Le renouveau politique au pays et l’avènement de la démocratie replacent le Patriarche et son cinquantenaire Palu au cœur des enjeux. Après des années de galère, Muzito est aux premières loges de l’accord entre le PALU et Joseph Kabila en 2006. L’Alliance pour la Majorité Présidentielle (AMP) est signée. Lui, Mozito, est fort gratifié du juteux poste du ministre du Budget.

Il comble alors son retard face à la nature. A Kinshasa, dans des coins huppés, pas un seul espace parcellaire n’échappe au nouveau riche. Quand, deux ans après, l’âge a raison de Gizenga, qui démissionne et fait de Muzito le Premier ministre de l’âge d’or de l’alliance, le Congo assiste alors une varappe sociale d’un homme qui n’en demandait pas plus. En février 2012, peu avant qu’il passe la main à un certain Augustin Matata Ponyo, il est accusé d’enrichissement personnel, par le député… Gérard Mulumba. Une liste lui prêtant plus de 30 propriétés immobilières, rien que dans la capitale congolaise, est diffusée.

« Highlander » du Palu

Et le 11 mai de la même année, quelques semaines après sa sortie de fonction, l’inspecteur général de la police des parquets, Christophe Dongo, annonce un rapport relatif à des allégations de détournement de fonds publics et d’acquisition illicite de nombreux immeubles par le Premier ministre sortant. En 2015, le PALU prend ses distances avec l’homme. Antoine Gizenga, encore lucide, l’exclut pour « faute lourde ».

(Données enregistrées)
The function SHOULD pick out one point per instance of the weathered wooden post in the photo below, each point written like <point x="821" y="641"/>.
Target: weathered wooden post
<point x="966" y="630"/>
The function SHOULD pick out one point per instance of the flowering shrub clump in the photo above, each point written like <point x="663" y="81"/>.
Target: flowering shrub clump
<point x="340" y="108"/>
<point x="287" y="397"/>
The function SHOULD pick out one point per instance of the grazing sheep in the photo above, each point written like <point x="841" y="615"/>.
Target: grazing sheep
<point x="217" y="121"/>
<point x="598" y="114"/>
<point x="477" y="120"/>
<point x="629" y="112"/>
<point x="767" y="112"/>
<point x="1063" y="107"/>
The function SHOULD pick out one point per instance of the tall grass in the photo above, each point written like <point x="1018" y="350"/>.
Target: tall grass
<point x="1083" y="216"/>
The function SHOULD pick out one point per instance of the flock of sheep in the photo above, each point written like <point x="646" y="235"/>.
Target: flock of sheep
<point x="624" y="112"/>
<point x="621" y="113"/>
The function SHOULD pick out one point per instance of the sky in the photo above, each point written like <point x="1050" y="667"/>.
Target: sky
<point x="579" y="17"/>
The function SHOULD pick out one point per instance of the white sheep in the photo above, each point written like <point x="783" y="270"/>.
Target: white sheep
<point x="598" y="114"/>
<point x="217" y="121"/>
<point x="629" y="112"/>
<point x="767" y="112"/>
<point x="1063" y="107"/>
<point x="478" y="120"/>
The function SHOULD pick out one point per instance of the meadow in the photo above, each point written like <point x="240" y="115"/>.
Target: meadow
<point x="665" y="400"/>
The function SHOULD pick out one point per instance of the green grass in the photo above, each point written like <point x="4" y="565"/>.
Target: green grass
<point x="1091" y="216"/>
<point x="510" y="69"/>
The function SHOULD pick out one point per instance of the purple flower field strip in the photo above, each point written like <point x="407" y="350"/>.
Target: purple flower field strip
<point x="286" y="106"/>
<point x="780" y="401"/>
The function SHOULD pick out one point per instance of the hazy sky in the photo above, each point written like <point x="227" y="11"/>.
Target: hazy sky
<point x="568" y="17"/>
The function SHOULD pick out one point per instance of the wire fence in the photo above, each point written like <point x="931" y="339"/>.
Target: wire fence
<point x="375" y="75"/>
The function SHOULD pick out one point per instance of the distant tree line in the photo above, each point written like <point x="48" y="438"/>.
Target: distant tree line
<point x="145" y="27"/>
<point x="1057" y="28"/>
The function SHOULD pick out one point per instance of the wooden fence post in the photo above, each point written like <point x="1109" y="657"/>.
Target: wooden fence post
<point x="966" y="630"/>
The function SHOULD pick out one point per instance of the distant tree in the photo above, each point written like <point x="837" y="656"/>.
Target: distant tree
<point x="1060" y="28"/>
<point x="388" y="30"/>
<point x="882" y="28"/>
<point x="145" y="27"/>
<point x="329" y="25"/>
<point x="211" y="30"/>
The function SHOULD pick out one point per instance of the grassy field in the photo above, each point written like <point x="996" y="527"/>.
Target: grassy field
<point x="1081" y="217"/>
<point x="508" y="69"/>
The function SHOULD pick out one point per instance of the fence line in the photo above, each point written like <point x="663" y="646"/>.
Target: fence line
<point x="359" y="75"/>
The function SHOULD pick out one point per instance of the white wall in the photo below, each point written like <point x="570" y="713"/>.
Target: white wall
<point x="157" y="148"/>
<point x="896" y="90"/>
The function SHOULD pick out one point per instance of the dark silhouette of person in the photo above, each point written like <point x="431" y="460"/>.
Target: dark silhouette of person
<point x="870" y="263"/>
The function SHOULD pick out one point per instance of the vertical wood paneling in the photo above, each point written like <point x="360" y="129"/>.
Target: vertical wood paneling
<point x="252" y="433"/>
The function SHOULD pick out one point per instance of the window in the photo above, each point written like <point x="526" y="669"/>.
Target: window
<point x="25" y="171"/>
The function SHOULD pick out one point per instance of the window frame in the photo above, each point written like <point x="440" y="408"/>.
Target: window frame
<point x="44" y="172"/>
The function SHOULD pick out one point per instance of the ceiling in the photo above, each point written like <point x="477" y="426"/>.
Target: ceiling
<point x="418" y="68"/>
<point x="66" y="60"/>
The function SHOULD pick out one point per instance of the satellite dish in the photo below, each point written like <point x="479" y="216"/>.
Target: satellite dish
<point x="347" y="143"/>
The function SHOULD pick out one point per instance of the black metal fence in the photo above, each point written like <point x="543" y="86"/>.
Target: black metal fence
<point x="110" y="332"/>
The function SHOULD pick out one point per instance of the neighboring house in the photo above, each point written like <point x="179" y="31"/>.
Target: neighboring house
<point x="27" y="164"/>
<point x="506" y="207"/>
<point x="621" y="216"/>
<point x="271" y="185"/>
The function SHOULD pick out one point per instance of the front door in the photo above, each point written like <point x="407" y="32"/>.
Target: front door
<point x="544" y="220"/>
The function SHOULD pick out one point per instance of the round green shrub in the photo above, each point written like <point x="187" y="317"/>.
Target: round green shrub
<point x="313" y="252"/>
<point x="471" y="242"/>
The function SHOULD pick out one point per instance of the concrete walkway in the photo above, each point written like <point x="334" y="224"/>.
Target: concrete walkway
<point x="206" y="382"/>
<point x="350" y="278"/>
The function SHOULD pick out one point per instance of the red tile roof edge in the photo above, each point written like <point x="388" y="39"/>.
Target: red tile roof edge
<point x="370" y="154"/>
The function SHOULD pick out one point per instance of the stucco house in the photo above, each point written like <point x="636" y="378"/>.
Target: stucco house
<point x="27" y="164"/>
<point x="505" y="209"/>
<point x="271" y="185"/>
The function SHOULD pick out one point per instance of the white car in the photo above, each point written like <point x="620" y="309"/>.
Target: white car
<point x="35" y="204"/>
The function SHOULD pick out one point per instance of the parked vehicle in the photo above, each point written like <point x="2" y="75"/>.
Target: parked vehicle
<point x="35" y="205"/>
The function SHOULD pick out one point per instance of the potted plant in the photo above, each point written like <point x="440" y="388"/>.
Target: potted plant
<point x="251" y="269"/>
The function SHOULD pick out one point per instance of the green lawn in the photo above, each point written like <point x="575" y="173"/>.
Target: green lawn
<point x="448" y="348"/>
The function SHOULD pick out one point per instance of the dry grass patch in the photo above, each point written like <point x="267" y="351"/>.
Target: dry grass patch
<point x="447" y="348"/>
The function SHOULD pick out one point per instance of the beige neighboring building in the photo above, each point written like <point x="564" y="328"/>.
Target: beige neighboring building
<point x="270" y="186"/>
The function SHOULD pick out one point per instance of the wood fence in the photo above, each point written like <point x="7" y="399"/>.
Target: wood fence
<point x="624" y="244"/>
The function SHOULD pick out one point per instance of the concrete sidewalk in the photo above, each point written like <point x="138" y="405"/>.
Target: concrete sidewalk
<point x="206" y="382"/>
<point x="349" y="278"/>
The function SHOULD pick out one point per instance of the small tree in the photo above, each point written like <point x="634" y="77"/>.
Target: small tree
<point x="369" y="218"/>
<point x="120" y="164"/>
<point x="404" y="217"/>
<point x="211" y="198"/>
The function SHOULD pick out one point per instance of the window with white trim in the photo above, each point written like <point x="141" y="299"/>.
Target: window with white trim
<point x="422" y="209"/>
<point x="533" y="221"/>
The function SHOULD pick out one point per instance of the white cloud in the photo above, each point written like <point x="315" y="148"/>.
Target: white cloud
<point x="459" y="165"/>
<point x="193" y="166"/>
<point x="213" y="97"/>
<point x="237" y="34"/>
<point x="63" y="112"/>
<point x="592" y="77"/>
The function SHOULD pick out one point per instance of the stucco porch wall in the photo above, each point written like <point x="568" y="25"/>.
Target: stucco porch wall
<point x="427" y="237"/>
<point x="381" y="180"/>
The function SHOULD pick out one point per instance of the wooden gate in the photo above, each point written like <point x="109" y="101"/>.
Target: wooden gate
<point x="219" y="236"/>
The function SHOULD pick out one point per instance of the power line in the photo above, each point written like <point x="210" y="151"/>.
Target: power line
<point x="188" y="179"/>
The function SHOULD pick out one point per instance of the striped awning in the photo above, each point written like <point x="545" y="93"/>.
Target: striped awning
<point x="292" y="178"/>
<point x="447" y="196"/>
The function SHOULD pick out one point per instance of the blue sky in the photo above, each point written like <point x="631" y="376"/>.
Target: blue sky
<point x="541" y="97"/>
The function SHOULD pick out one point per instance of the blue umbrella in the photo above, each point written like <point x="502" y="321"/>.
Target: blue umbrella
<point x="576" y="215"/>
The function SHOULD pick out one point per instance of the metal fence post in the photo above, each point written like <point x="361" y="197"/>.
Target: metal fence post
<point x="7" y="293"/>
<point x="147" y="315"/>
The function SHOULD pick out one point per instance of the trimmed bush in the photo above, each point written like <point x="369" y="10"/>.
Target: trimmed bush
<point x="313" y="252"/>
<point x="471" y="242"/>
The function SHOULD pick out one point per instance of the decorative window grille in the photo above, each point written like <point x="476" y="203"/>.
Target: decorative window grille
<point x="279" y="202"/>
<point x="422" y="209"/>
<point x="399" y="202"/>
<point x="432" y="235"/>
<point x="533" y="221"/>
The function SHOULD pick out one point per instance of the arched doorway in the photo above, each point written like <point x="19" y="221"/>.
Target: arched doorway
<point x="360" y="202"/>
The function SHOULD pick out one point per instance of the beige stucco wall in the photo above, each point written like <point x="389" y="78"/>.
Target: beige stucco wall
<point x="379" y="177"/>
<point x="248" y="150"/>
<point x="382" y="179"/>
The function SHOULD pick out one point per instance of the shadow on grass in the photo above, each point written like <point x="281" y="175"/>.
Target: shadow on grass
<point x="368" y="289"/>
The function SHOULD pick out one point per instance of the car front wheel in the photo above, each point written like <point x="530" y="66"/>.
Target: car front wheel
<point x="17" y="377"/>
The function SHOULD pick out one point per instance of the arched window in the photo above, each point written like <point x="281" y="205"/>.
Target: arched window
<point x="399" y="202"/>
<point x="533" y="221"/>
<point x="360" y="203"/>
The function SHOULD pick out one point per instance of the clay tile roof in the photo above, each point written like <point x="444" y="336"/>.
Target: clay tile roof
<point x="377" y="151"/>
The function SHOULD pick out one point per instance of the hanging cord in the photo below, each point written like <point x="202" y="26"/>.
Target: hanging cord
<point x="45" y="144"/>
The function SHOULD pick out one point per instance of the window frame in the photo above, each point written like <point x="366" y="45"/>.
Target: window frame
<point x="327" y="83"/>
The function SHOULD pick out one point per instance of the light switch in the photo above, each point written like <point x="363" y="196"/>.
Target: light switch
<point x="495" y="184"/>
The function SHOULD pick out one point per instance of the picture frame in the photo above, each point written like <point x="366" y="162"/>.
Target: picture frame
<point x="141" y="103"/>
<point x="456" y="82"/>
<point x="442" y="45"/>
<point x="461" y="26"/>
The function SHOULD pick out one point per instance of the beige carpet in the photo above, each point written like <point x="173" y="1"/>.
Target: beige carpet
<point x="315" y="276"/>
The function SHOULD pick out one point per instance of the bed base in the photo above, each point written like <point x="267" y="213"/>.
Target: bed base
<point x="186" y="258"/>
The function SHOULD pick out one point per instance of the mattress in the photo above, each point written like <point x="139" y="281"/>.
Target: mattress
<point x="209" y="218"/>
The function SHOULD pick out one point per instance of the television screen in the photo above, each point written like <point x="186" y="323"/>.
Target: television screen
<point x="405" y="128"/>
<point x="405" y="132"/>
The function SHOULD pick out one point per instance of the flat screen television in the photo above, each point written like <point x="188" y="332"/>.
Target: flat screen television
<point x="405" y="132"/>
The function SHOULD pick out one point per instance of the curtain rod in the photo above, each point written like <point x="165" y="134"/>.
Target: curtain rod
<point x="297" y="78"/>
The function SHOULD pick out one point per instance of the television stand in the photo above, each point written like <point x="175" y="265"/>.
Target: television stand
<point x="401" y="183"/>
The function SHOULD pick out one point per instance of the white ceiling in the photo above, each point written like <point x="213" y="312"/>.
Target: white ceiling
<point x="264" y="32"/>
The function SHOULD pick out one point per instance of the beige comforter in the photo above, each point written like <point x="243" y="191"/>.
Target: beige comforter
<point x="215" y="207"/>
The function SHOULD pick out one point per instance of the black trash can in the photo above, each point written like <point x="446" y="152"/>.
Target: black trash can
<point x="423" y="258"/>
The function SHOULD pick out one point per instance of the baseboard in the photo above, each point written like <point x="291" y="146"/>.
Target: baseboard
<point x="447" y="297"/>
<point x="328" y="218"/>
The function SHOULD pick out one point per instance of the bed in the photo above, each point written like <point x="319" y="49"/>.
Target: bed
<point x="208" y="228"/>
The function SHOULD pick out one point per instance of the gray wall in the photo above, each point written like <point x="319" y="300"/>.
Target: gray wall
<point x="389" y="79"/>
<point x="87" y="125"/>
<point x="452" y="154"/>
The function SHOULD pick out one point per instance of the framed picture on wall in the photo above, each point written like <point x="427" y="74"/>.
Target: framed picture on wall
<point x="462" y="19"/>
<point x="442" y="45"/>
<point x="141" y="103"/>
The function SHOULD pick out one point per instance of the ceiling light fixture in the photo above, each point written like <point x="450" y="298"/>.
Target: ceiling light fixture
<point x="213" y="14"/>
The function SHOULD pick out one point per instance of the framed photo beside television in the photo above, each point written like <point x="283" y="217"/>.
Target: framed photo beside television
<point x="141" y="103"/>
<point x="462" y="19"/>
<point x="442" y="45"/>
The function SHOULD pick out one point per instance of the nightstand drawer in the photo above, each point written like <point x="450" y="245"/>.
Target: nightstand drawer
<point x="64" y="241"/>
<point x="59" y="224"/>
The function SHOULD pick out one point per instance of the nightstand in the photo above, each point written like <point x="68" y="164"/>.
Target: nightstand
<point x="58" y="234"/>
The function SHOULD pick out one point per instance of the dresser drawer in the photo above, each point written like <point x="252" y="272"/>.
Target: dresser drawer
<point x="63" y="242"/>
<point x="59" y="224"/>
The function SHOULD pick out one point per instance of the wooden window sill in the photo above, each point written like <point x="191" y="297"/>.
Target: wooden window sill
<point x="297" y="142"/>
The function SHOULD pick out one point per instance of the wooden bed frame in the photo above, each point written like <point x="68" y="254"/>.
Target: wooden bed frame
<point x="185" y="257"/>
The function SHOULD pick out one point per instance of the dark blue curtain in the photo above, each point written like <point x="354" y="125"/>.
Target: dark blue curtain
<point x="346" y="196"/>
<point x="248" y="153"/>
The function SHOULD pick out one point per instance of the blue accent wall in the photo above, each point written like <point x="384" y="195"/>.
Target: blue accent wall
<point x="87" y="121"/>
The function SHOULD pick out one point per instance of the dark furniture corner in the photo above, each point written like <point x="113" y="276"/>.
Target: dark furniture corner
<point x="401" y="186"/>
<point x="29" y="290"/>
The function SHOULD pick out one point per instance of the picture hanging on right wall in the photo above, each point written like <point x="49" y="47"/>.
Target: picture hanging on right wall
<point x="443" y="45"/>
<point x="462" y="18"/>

(Consigne A) Reproduisez à l'identique le passage de l'extrait sur Muzito qui commence aux mots « Le renouveau politique » et s'arrête après les mots « ministre du Budget. ».
(Consigne B) Reprenez le texte sur le parcours de Muzito au sein du PALU et poursuivez-le à partir de sa dernière phrase.

(Résultat produit A)
Le renouveau politique au pays et l’avènement de la démocratie replacent le Patriarche et son cinquantenaire Palu au cœur des enjeux. Après des années de galère, Muzito est aux premières loges de l’accord entre le PALU et Joseph Kabila en 2006. L’Alliance pour la Majorité Présidentielle (AMP) est signée. Lui, Mozito, est fort gratifié du juteux poste du ministre du Budget.

(Résultat produit B)
Cependant, Muzito au Palu, c’est un peu comme le Highlander, — le célèbre film de Russell Mulcahy, sorti en 1986 et suavement incarné par Christophe Lambert — qu’on l’expulse, qu’on le vire…aussi longtemps qu’on ne lui coupe pas la tête, il revient toujours. Il est vite réintégré l’année suivante. De toutes les façons, les choses ne sont plus les mêmes au Palu où Antoine Gizenga ressemble de plus en plus au Sphinx de Gizeh. Inactif, terrassé par l’âge, le Patriarche devient alors un mausolée vivant. Muzito s’allie avec son fils, Luigi Gezanga, pour le trimbaler et échanger tout avantage.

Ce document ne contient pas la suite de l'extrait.